▶ The problem: Could you repeat the root canal text starting at "Root canals might" and ending at "canal should be considered.", changing "beneficial" to "helpful"?

Root canals might not sound too exciting, but can be really beneficial. After all, they’re not as bad as many think. We polled the industry and here are six replies from those in the know on when a root canal should be considered.
Ronald Goldstein, DDS
Dr. Ronald E. Goldstein is commonly referred to as the “father of modern cosmetic dentistry”. He is one of the managing partners of Goldstein, Garber and Salama (GG&S).
A root canal should be considered when a patient is having a throbbing pain localized to a specific tooth especially if the x-ray shows an abscess at the end of the or one of the roots. There also should be sufficient bone to continue supporting the tooth. However, if the crown of the tooth is severely damage and there is too little bone to continue supporting the tooth then extraction and replacement with an implant or a fixed bridge should be considered.

▶ Source information:
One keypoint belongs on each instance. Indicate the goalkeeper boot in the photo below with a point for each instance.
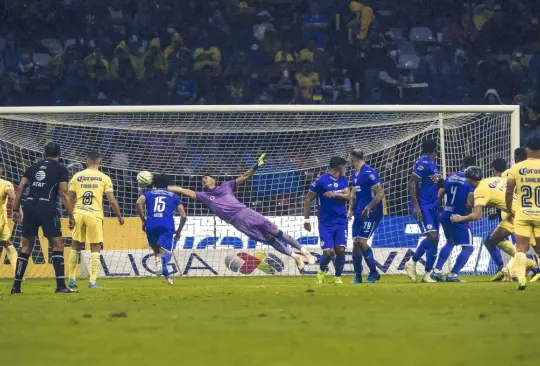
(357, 278)
(65, 290)
(437, 276)
(410, 268)
(319, 280)
(373, 277)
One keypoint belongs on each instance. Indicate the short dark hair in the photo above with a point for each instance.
(520, 155)
(358, 153)
(499, 165)
(474, 173)
(161, 180)
(533, 141)
(468, 161)
(337, 161)
(52, 150)
(429, 146)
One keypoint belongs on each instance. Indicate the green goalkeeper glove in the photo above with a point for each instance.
(260, 161)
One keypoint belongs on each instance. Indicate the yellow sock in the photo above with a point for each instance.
(95, 266)
(73, 260)
(520, 267)
(12, 256)
(507, 247)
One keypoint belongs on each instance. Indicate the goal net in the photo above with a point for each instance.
(190, 142)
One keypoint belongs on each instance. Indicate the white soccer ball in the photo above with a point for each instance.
(144, 178)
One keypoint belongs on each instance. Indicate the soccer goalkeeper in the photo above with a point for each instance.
(222, 201)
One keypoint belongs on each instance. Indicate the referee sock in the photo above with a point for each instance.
(95, 266)
(59, 271)
(73, 260)
(22, 263)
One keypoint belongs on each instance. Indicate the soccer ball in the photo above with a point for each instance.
(144, 178)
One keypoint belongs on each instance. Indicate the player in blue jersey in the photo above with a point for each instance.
(424, 206)
(159, 221)
(459, 200)
(332, 189)
(366, 208)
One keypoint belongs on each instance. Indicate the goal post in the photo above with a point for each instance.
(189, 142)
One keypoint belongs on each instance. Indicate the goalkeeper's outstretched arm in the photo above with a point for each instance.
(183, 191)
(250, 172)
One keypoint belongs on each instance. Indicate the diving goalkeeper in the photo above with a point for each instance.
(222, 201)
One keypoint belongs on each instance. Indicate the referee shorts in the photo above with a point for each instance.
(41, 215)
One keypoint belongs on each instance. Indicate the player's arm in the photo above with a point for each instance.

▶ Output:
Root canals might not sound too exciting, but can be really helpful. After all, they’re not as bad as many think. We polled the industry and here are six replies from those in the know on when a root canal should be considered.